● Requirement
Repeat each entry in the data, exactly.

[Records to use — start]

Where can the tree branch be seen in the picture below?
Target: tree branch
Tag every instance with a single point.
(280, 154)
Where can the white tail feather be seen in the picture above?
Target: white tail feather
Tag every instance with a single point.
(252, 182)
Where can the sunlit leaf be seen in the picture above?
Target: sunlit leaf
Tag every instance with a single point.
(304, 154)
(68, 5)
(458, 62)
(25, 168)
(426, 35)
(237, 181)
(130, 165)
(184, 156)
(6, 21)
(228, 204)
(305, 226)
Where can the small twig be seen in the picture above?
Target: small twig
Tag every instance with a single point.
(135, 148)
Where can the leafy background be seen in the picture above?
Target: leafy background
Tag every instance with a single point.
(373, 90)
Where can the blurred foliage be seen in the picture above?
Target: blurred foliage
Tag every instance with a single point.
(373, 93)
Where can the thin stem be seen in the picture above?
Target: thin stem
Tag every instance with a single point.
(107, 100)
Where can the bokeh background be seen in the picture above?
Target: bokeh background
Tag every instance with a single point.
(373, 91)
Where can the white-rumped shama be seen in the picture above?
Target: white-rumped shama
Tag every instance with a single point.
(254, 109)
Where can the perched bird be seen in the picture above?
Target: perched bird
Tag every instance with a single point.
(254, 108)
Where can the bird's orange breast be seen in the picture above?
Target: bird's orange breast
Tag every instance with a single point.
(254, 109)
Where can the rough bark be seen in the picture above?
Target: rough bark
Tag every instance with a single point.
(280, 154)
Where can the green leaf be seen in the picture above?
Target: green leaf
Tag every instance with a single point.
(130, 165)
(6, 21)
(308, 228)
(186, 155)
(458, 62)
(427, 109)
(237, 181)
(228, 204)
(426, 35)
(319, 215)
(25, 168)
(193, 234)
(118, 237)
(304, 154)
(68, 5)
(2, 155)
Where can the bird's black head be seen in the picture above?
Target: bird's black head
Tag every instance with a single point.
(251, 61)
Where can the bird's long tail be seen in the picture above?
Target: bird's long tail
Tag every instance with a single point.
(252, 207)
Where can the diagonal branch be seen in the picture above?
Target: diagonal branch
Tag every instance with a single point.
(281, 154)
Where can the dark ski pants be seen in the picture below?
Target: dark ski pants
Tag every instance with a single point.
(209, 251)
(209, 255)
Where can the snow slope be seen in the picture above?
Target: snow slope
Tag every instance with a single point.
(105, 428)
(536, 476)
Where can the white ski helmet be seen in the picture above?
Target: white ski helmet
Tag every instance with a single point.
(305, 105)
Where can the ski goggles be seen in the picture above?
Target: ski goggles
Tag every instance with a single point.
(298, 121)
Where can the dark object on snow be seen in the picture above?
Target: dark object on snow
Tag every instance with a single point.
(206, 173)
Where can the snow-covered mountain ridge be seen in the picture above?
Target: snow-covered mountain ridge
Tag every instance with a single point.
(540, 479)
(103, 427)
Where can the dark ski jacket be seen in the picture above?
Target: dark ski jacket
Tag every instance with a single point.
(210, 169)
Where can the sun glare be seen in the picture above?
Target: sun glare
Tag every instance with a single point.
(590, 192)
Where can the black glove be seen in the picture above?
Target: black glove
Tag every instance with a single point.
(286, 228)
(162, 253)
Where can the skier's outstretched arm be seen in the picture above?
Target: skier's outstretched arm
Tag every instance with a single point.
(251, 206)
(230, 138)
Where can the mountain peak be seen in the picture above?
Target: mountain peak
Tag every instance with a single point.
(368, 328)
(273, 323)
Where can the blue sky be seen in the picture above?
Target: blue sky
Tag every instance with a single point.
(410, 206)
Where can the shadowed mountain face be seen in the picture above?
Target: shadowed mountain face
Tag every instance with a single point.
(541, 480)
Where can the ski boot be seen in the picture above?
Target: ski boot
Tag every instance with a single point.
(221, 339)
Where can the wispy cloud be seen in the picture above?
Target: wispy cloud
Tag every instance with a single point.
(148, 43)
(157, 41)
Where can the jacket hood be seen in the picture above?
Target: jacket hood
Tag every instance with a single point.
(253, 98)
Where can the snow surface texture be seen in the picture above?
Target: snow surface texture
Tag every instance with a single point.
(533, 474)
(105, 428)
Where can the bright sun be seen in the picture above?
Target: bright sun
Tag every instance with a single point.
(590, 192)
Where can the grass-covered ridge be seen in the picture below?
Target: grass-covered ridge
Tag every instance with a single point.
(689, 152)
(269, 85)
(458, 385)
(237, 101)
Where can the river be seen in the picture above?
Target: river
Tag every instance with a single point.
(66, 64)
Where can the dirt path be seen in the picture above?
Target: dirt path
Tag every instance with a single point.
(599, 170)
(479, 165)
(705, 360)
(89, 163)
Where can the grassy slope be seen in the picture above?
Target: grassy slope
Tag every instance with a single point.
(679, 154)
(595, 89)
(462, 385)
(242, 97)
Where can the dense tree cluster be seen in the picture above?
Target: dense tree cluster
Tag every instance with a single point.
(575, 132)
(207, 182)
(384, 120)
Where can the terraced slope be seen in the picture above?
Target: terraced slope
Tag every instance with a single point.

[Records to use — finish]

● Answer for this exercise
Where can the tree branch be seen in the picture below?
Target: tree branch
Tag every instance with a single point.
(280, 154)
Where can the white tail feather be seen in the picture above?
Target: white tail feather
Tag every instance with a single point.
(252, 182)
Where can the sunlit leaf be seen in the picture above?
Target: sunlit leaf
Tag every instance with a single point.
(304, 154)
(68, 5)
(458, 62)
(25, 168)
(426, 35)
(237, 181)
(130, 165)
(184, 156)
(6, 21)
(228, 204)
(305, 226)
Where can the small twig be seen in the picture above?
Target: small twig
Tag every instance with a single point.
(135, 148)
Where can the leafy background be seen in the picture above?
Target: leafy background
Tag every instance with a single point.
(373, 90)
Where can the blurred foliage be seen in the picture above?
Target: blurred foliage
Tag every instance with a single point.
(373, 93)
Where can the thin stem be seen in the picture above?
Target: thin stem
Tag every instance with a single point.
(107, 100)
Where can the bokeh background be seen in the picture above?
Target: bokeh background
Tag every instance with a single point.
(373, 91)
Where can the white-rumped shama be seen in the picture above?
Target: white-rumped shama
Tag every instance with a single point.
(254, 109)
Where can the perched bird be seen in the picture above?
Target: perched bird
Tag every instance with a single point.
(254, 108)
Where can the bird's orange breast be seen in the picture above?
Target: bird's orange breast
Tag every instance with a single point.
(254, 109)
Where can the rough bark be seen in the picture above?
Target: rough bark
Tag every instance with a single point.
(280, 154)
Where can the green leaf be seen in the picture above?
Target: green leaf
Tag every instance with a single point.
(130, 165)
(6, 21)
(308, 228)
(186, 155)
(458, 62)
(427, 109)
(237, 181)
(228, 204)
(426, 35)
(319, 215)
(25, 168)
(193, 234)
(118, 237)
(304, 154)
(68, 5)
(2, 155)
Where can the bird's black head be seen in the picture above?
Target: bird's black head
Tag every instance with a single point.
(251, 61)
Where can the bird's long tail be seen in the picture above?
Target: bird's long tail
Tag every instance with a single point.
(252, 207)
Where can the diagonal branch be seen in the picture above?
Target: diagonal branch
Tag every instance with a single point.
(281, 154)
Where can the dark ski pants be seen in the picture below?
Target: dark ski pants
Tag every instance with a single point.
(209, 251)
(209, 255)
Where can the snow slope be seen in the picture above?
Target: snow slope
Tag every instance with a single point.
(105, 428)
(536, 476)
Where can the white ski helmet be seen in the picture above?
Target: white ski helmet
Tag every instance with a single point.
(305, 105)
Where can the ski goggles be seen in the picture above?
Target: ski goggles
Tag every instance with a single point.
(298, 121)
Where can the dark object on snow be seen in the picture above?
Target: dark object on snow
Tag every instance with a single point.
(206, 173)
Where can the snow-covered mountain ridge be seen in the picture above?
Target: snow-covered mountain ridge
Tag every instance with a single point.
(540, 479)
(103, 427)
Where can the dark ski jacket be seen in the picture above?
Target: dark ski jacket
Tag every instance with a single point.
(210, 169)
Where can the sun glare be seen in the picture above?
Target: sun glare
Tag every instance with a single point.
(590, 192)
Where can the black glove be seen in the picture above?
Target: black glove
Tag every instance with a single point.
(286, 228)
(162, 253)
Where can the skier's outstretched arm be seen in the picture above?
Target: skier's outstretched arm
Tag every instance with a single point.
(251, 206)
(230, 138)
Where can the mountain peak be seen in the picture above?
Target: mountain peak
Tag every instance with a single point.
(368, 328)
(273, 323)
Where can the blue sky be seen in the picture above?
Target: blue sky
Tag every instance with a single point.
(410, 206)
Where can the shadowed mountain face be seen in the picture above?
Target: shadowed mountain face
Tag every instance with a single point.
(541, 480)
Where can the ski boot be seen in the picture above?
Target: ski boot
Tag every instance with a single point.
(221, 339)
Where can the wispy cloud be seen in the picture above?
Target: wispy cloud
Tag every instance with a single point.
(148, 43)
(157, 41)
Where can the jacket hood be seen in the picture above?
Target: jacket hood
Tag every instance with a single point.
(253, 98)
Where can the snow surface texture be seen in the picture above?
Target: snow surface texture
Tag every instance with a single point.
(533, 474)
(105, 428)
Where can the bright sun be seen in the picture above?
Target: bright sun
Tag every instance with a single point.
(590, 192)
Where can the grass-covered ridge be seen in the picture below?
Target: grass-covered ridge
Tag every instance with a single point.
(689, 152)
(269, 85)
(458, 385)
(237, 101)
Where can the river be seen in the picture above?
Target: river
Tag every instance with a single point.
(66, 64)
Where can the dirt path be seen in the picture above?
Target: dirt path
Tag every instance with a single point.
(599, 170)
(479, 165)
(705, 360)
(89, 163)
Where can the grassy slope be seen in the picture above?
Target: grassy slope
Tag every instance with a single point.
(679, 154)
(595, 89)
(462, 385)
(242, 97)
Where can the dense tree cluster be seen in the picture above?
Target: dense tree cluster
Tag every instance with a single point.
(575, 132)
(207, 182)
(384, 120)
Where can the terraced slope be seen in the picture above?
Target: terraced slope
Tag every instance with a single point.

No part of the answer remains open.